TO DO.
A – Extract the stretch of the TurboQuant rotation text from "Three tiers based" through "this structure directly.", copying it word for word.
B – Write what comes next in the TurboQuant rotation text, picking up after its final sentence.

TEXT SECTION.
──────

Skip to content

TurboQuant rotation bias for non-power-of-2 dimensions #7245

@lwwmanning

Description

@lwwmanning

Non-Power-of-2 Rotation Strategy for TurboQuant

Problem Statement

The SRHT requires zero-padding to the next power of 2. For non-power-of-2 dims, the
zero-padded entries cause a distribution mismatch that elevates QJL bias from ~11% to
~23%+ and worsens with smaller dimensions. The fix is to use a rotation that produces
the correct coordinate distribution without zero-padding.

Proposed Approach: Tiered rotation by dimension structure

Three tiers based on what the dimension actually is:

Dimension structure Example dims Rotation Rationale
Power of 2 128, 256, 512, 1024 SRHT (current) No padding, exact distribution
Sum of 2 powers of 2 (>128) 384, 768, 1536 Split SRHT Two independent SRHTs, no padding
Small (≤128) non-power-of-2 96, 100, 112 Dense orthogonal d² is cheap at small d
Other (>128) 837, 1000 SRHT with padding Accept QJL bias, current behavior

The key insight: the common non-power-of-2 embedding dimensions (768, 384, 1536) are
almost always sums of two powers of two. We can exploit this structure directly.

──────

SUPPLIED DATA.
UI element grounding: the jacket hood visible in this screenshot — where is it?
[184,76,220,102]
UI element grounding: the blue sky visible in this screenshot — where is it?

──────

RESULTS IN ORDER.
A –
Three tiers based on what the dimension actually is:

Dimension structure Example dims Rotation Rationale
Power of 2 128, 256, 512, 1024 SRHT (current) No padding, exact distribution
Sum of 2 powers of 2 (>128) 384, 768, 1536 Split SRHT Two independent SRHTs, no padding
Small (≤128) non-power-of-2 96, 100, 112 Dense orthogonal d² is cheap at small d
Other (>128) 837, 1000 SRHT with padding Accept QJL bias, current behavior

The key insight: the common non-power-of-2 embedding dimensions (768, 384, 1536) are
almost always sums of two powers of two. We can exploit this structure directly.

B –
Split SRHT for sum-of-two-powers dimensions

For dim = 2^a + 2^b (e.g., 768 = 512 + 256):

  1. Split the d-dimensional vector into two chunks: x[0..2^a] and x[2^a..d]
  2. Apply independent SRHTs of size 2^a and 2^b to each chunk
  3. Concatenate the results → d rotated coordinates (no padding!)

Properties:

  • Each chunk is power-of-2 → SRHT produces the exact analytical distribution
  • Centroids use d with the standard formula → MSE within theoretical bound
  • QJL scale uses d → correct inner product estimation
  • Compute: O(2^a × log(2^a) + 2^b × log(2^b)) ≈ O(d log d) — same as SRHT
  • Storage: 3×2^a + 3×2^b = 3d sign bits — same as SRHT

Missing cross-chunk mixing: The two SRHTs don't mix information between the halves.
If the original vector has energy concentrated in one half, the rotation quality degrades.
Fix: apply a random coordinate permutation before splitting, spreading the energy.
The permutation is O(d) and needs d×ceil(log2(d)) bits of storage (~1.3 KB for d=768).

Full pipeline:

  1. Permute the d-dimensional vector (scatter energy across both halves)
  2. Split into two power-of-2 chunks
  3. Apply independent SRHTs to each chunk
  4. Concatenate → d rotated coordinates
  5. Quantize with d-dimensional centroids

Dense orthogonal rotation for small dimensions (≤128)

For d ≤ 128, generate a random d×d orthogonal matrix Q via QR of Gaussian.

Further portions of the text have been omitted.